▶ **REQUIREMENT**
Would you copy the records below, exactly and only from their first line through the line containing "the neighbor's roof", without any pictures?

*** Opening THE RECORDS ***

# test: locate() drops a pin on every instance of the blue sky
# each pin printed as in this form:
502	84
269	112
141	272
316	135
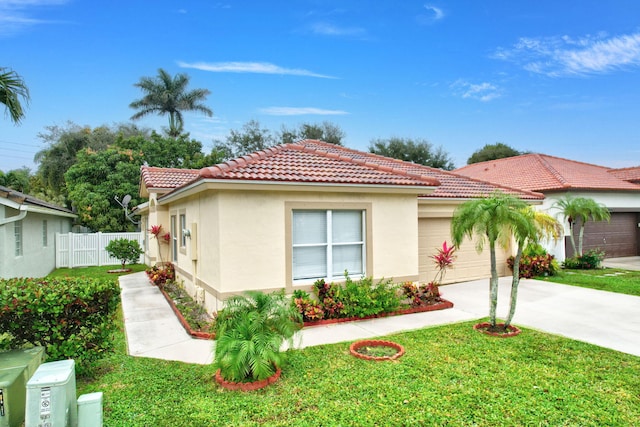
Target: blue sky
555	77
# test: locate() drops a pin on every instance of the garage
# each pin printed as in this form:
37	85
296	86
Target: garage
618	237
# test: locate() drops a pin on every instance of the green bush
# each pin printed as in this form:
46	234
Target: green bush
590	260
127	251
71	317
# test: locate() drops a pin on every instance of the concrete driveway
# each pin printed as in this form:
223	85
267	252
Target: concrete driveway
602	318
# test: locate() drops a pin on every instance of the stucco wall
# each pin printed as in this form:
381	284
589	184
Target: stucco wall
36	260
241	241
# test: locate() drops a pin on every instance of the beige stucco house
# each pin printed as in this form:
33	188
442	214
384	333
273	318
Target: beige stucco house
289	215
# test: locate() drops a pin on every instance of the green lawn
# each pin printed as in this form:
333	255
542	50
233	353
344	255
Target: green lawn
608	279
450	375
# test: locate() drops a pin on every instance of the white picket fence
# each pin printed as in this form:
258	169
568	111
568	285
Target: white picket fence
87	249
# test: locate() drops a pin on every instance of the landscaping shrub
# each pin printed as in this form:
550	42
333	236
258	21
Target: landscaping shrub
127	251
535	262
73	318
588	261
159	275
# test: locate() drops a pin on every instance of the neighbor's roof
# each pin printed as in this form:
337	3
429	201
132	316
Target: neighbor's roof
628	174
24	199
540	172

*** Closing THE RECORDS ***

▶ **REPLY**
# test: locate() drops a pin on every instance of the blue sky
# each pin printed as in this form:
502	84
269	112
141	272
316	135
Target: blue sky
555	77
# test: locate() drops a pin on every instance of the garage
# each pin printed as in this form:
37	85
296	86
Target: garage
618	237
# test: locate() drops a pin on every instance of the green bush
# each pin printed as in this form:
46	234
Target: green bush
590	260
127	251
71	317
# test: locate() drops a pin on every instance of the concrete driveway
# each pin printed as in this form:
223	85
267	252
Target: concrete driveway
602	318
# test: locate() drops a pin on every instance of the stucco wall
# each pin printed as in this form:
381	284
589	184
Target: stucco wall
36	260
241	241
# test: locate() drops a pin on every instance of the beige stucco house
# each pin printed as in this form:
33	188
442	214
384	333
273	318
Target: beige stucco house
289	215
# test: locate() drops a pin on every instance of the green lawn
# each pin printed as in this form:
333	255
542	50
233	353
344	255
Target: green lawn
608	279
450	375
# test: locate() drops a pin on every instance of the white picket fence
# each pin printed as in this form:
258	169
568	111
568	285
Target: white picket fence
87	249
# test: locate() drops a pin on every instance of the landscaping shrub
# each pin printed as in this form:
550	42
333	236
258	21
Target: landscaping shrub
127	251
535	262
73	318
588	261
159	275
# test: locate() drops a pin on every instance of the neighbor's roof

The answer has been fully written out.